===== Page
The 5th and last cell of a pin muxing entry need to be provided as a number in the device tree. This last cell contains the pin settings typically in a hexadecimal notation. Additionally, the last cell's bit 30 is used to give the setting of the SION bit, bit 31 prevents the iomuxc from changing the pad control register (see here for details).
pinctrl_additionalgpio: additionalgpios {
fsl,pins = <
MX6QDL_PAD_EIM_A24__GPIO5_IO04 0x1b0b0
>;
};
There are preprocessor define for commonly used default pin configurations (e.g. PAD_CTRL_HYS_PU).
The bitwise definition for the last cell is given by the registers of the i.MX 6 Input/Output Multiplexer Controller.
| Bit(s) | Field | Description | Remarks |
|---|---|---|---|
| 16 | HYS | 0 - CMOS input 1 - Schmitt trigger input | |
| 15-14 | PUS | 00 - 100 kOhm Pull Down 01 - 47 kOhm Pull Up 10 - 100 kOhm Pull Up 11 - 22 kOhm Pull Up | |
| 13 | PUE | 0 - Keeper enable 1 - Pull enable | Selection between keeper and pull up/down function |
| 12 | PKE | 0 - Pull/Keeper Disabled 1 - Pull/Keeper Enabled Enable | enable keeper or pull up/down function |
| 11 | ODE | 0 - Output is CMOS 1 - Output is open drain | |
| 7-6 | SPEED | 00 - Low (50 MHz) 01 - Medium (100,150 MHz) 10 - Medium (100,150 MHz) 11 - High (100,150,200 MHz) | |
| 5-3 | DSE | 000 - output driver disabled (Hi Z) 001 - 150 Ohm (240 Ohm if pad is DDR) 010 - 75 Ohm (120 Ohm if pad is DDR) 011 - 50 Ohm (80 Ohm if pad is DDR) 100 - 37 Ohm 60 hm if pad is DDR) 101 - 30 Ohm (48 Ohm if pad is DDR) 110 - 25 Ohm 111 - 20 Ohm (34 Ohm if pad is DDR) | |
| 0 | SRE | 0 - Slow Slew Rate 1 - Fast Slew Rate |
For further details see Chapter 4 of the Toradex Colibri or Apalis iMX6 datasheet or/and Chapter 36 of the NXP®/Freescale i.MX 6 application processor reference manual.
==========
===== Provided material
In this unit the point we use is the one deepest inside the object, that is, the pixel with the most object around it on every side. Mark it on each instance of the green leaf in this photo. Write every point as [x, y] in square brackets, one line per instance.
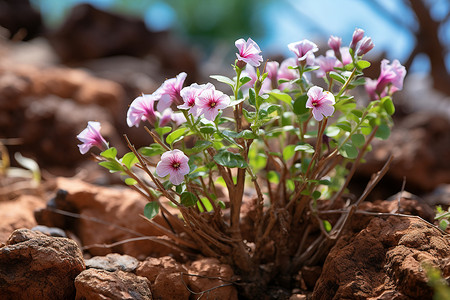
[327, 225]
[223, 79]
[109, 153]
[151, 209]
[388, 105]
[281, 96]
[338, 77]
[112, 166]
[383, 132]
[130, 181]
[153, 149]
[129, 159]
[288, 152]
[228, 159]
[363, 64]
[188, 199]
[358, 139]
[244, 80]
[163, 130]
[344, 125]
[176, 135]
[198, 147]
[348, 150]
[316, 195]
[300, 105]
[304, 147]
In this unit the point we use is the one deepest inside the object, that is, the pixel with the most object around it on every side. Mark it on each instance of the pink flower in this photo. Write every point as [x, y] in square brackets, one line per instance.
==========
Short exercise 1 —
Answer these questions from the pin configuration text:
(a) Which bit of the last cell gives the setting of the SION bit?
(b) Which field occupies bits 15-14?
(c) What does a value of 1 in the ODE field indicate?
Short exercise 2 —
Express every line of the entries, from the first leaf instruction through the pink flower instruction, as a JSON list of strings with one string per line, omitting blank lines and leaving out the pictures.
The pin configuration text and the entries are unrelated material.

Solution 1 —
(a) Bit 30
(b) PUS
(c) Output is open drain

Solution 2 —
[
  "In this unit the point we use is the one deepest inside the object, that is, the pixel with the most object around it on every side. Mark it on each instance of the green leaf in this photo. Write every point as [x, y] in square brackets, one line per instance.",
  "[327, 225]",
  "[223, 79]",
  "[109, 153]",
  "[151, 209]",
  "[388, 105]",
  "[281, 96]",
  "[338, 77]",
  "[112, 166]",
  "[383, 132]",
  "[130, 181]",
  "[153, 149]",
  "[129, 159]",
  "[288, 152]",
  "[228, 159]",
  "[363, 64]",
  "[188, 199]",
  "[358, 139]",
  "[244, 80]",
  "[163, 130]",
  "[344, 125]",
  "[176, 135]",
  "[198, 147]",
  "[348, 150]",
  "[316, 195]",
  "[300, 105]",
  "[304, 147]",
  "In this unit the point we use is the one deepest inside the object, that is, the pixel with the most object around it on every side. Mark it on each instance of the pink flower in this photo. Write every point as [x, y] in square brackets, one line per instance."
]